BEGIN Provided passage
The contact point 161 is juxtaposed with the hollow needle 153 in the sub scanning direction and positioned opposite the contact point 91 of the mounted ink cartridge 40. The contact point 161 is configured of a rod-shaped member that extends in the main scanning direction and is slidably supported in a hole 151c that is formed in the most inward part 151a and that is elongated in the main scanning direction. A spring 151d is provided in the hole 151c and urges the contact point 161 outward from the hole 151c so that the contact point 161 makes an electrical connection with the contact point 91 just prior to the hollow needle 153 being inserted into the sealing member 51 when the ink cartridge 40 is mounted in the printer body. In other words, the contact point 161 is electrically connected to the contact point 91 before the first valve 50 changes to an open state. Conversely, when removing the ink cartridge 40 from the body of the inkjet printer 1, the contact point 161 remains electrically connected to the contact point 91 until the ink cartridge 40 is initially pulled outward from the body. The electrical connection between the contact point 161 and contact point 91 establishes a signal transmission path between the controller 100 and controller 90.
END Provided passage
[Work to be completed] Write the next part of the passage on the ink cartridge contact points, starting after its last sentence. The data after the passage on the ink cartridge contact points is not needed.
BEGIN Data records
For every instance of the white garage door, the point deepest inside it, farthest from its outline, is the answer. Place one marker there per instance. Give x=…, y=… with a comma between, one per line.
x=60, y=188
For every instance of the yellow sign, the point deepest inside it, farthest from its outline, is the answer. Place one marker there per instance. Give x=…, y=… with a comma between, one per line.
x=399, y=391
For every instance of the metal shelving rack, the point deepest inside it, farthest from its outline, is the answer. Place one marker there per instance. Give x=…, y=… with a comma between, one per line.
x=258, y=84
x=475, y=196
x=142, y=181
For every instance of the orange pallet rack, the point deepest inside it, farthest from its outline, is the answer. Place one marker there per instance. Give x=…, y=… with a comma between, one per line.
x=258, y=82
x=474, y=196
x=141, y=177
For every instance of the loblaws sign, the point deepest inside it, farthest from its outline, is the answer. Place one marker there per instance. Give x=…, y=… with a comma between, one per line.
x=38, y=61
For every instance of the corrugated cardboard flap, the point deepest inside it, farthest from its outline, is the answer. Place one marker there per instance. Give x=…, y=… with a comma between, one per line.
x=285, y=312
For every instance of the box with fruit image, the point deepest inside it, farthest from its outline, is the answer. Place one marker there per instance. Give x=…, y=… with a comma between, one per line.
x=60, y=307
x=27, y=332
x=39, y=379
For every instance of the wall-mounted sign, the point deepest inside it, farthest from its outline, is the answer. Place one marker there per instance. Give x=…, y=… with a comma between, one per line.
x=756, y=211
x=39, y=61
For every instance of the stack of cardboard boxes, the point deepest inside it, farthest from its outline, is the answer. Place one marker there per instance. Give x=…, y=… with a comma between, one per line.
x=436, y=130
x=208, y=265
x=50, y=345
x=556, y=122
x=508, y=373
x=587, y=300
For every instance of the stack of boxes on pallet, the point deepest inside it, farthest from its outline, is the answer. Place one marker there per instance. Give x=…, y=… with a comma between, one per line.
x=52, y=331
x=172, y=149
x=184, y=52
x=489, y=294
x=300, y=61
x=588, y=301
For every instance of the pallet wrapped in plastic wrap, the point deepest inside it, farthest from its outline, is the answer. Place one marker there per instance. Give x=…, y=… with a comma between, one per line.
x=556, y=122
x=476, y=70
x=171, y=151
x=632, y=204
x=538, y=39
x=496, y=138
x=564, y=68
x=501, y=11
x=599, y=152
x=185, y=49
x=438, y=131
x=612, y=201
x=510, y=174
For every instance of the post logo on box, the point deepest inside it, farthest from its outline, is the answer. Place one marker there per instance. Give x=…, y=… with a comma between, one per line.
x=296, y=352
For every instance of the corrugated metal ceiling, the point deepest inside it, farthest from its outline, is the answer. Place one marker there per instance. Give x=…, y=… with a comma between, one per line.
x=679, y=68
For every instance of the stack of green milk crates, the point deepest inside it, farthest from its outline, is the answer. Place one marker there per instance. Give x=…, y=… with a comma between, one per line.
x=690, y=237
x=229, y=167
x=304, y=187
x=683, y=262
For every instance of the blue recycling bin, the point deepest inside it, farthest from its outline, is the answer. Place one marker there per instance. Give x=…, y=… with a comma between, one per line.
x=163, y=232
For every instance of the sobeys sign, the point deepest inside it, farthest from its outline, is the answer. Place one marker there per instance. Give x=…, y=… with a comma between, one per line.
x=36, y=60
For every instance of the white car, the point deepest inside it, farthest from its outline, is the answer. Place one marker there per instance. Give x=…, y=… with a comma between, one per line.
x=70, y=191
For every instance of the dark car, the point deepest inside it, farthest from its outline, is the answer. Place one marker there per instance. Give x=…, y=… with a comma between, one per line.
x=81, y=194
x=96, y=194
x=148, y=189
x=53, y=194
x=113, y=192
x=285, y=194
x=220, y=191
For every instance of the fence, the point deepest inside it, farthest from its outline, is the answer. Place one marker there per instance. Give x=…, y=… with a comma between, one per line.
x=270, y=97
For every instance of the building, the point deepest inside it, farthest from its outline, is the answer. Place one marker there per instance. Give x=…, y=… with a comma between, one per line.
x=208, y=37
END Data records
[Exercise answer]
The power output part 162 is provided in a stepped surface 151b formed on the most inward part 151a. The power output part 162 is disposed at a position opposing the power input unit 92 of the mounted ink cartridge 40. The power output part 162 also has a contact point 163 that protrudes outward in the main scanning direction. When the ink cartridge 40 is mounted in the printer body, the contact point 163 is inserted into the power input unit 92 and forms an electrical connection with the same. As with the contact point 161, the contact point 163 becomes electrically connected to the power input unit 92 just before the hollow needle 153 enters the sealing member 51.

A reflective-type photosensor 170 (detecting unit) is provided on each mounting unit 150 near the opening to the corresponding recessed part 151. The photosensor 170 is connected to the controller 100 and serves to detect the presence of a protrusion 41d formed on the outer surface of the case 41 constituting the ink cartridge 40. The photosensor 170 includes a light-emitting element and a light-receiving element, and outputs signals to the controller 100 based on whether the light-receiving element receives light. Specifically, the photosensor 170 outputs a signal C when the light-receiving element is receiving light and outputs a signal D, different from the signal C, when the light-receiving element is not receiving light.

As shown in FIG. 7(b), the photosensor 170 opposes the protrusion 41d when the ink cartridge 40 is completely mounted in the mounting unit 150 (the first valve 50 changes to the open state at the same time mounting is completed). Since the light outputted from the light-emitting element at this time is reflected off the protrusion 41d and received by the light receiving element, the photosensor 170 outputs the signal C to the controller 100. In this way, the controller 100 can detect when mounting of the ink cartridge 40 in the mounting unit 150 is complete (when the first valve 50 has switched from the closed state to the open state).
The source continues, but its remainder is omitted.